**Required work**
Copy the data verbatim from the line containing "[output] one dot per instance, form <point>548,686</point>." through the end of the data, leaving out the pictures.

**Source material**

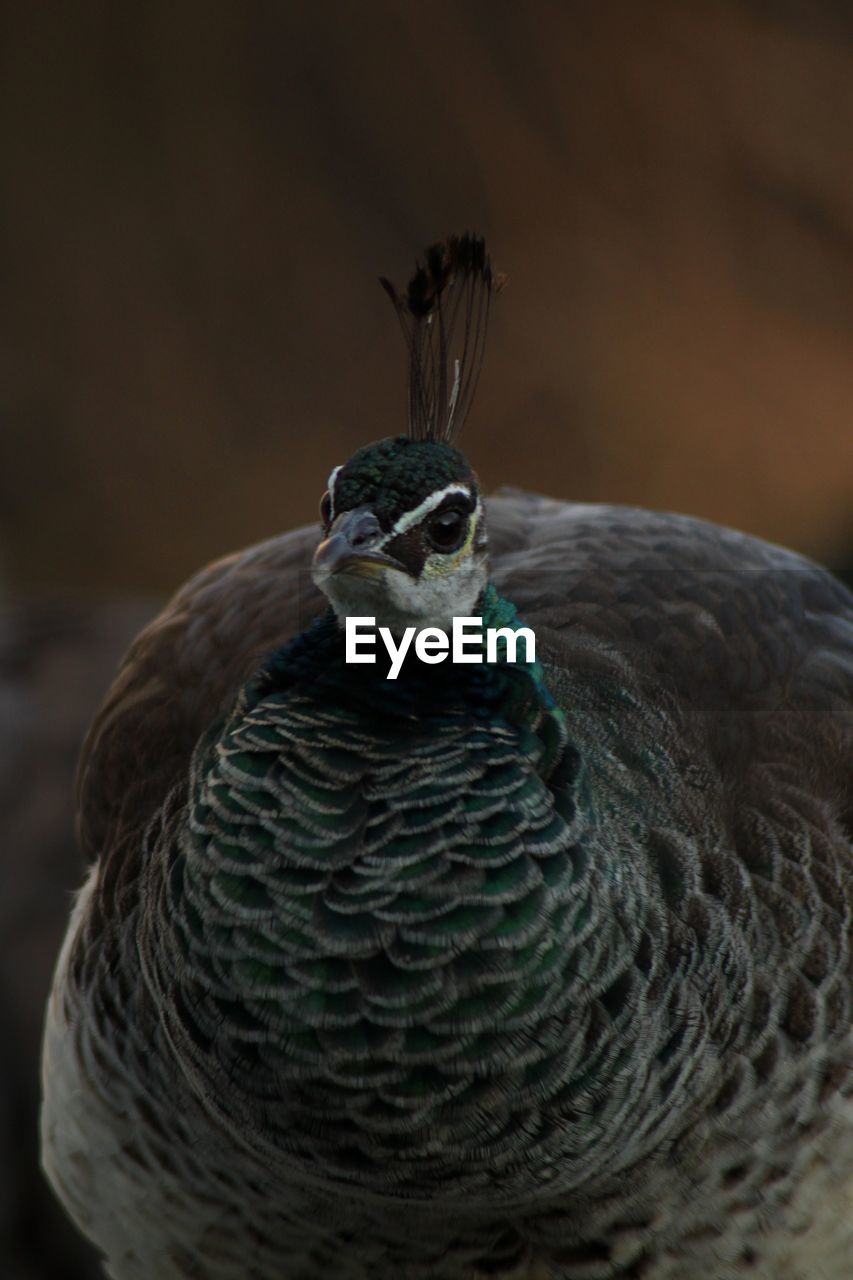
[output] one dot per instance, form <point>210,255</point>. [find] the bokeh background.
<point>196,201</point>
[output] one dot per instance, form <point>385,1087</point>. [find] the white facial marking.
<point>423,508</point>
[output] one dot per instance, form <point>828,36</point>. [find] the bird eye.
<point>447,529</point>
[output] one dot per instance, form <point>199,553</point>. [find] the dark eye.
<point>447,529</point>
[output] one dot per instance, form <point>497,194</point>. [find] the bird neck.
<point>315,663</point>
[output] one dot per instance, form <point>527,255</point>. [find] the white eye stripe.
<point>413,517</point>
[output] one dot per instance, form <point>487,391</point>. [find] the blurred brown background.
<point>196,204</point>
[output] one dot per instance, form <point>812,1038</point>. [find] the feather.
<point>443,315</point>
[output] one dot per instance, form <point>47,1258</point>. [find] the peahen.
<point>533,968</point>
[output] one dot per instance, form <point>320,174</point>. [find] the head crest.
<point>443,315</point>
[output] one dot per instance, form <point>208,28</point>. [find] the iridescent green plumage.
<point>519,970</point>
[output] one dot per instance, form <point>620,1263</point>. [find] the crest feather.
<point>443,315</point>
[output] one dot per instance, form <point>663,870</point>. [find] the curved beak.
<point>351,548</point>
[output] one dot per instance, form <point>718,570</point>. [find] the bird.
<point>532,965</point>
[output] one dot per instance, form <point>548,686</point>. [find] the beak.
<point>350,548</point>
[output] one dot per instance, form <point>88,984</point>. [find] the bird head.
<point>404,533</point>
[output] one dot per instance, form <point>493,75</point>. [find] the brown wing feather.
<point>720,621</point>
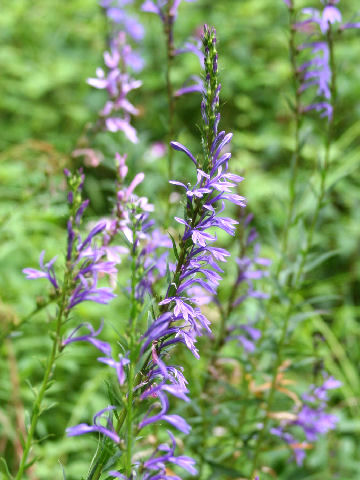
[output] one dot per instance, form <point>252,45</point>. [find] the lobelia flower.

**The completed task**
[output] one dot per instance, form <point>548,686</point>. [find] the beak.
<point>350,548</point>
[output] one dot per instance, form <point>88,984</point>. [find] the bird head.
<point>404,533</point>
[output] one dot per instance, form <point>493,75</point>. [find] the brown wing feather.
<point>720,621</point>
[output] one dot per instance, form <point>252,45</point>. [find] the lobelia flower.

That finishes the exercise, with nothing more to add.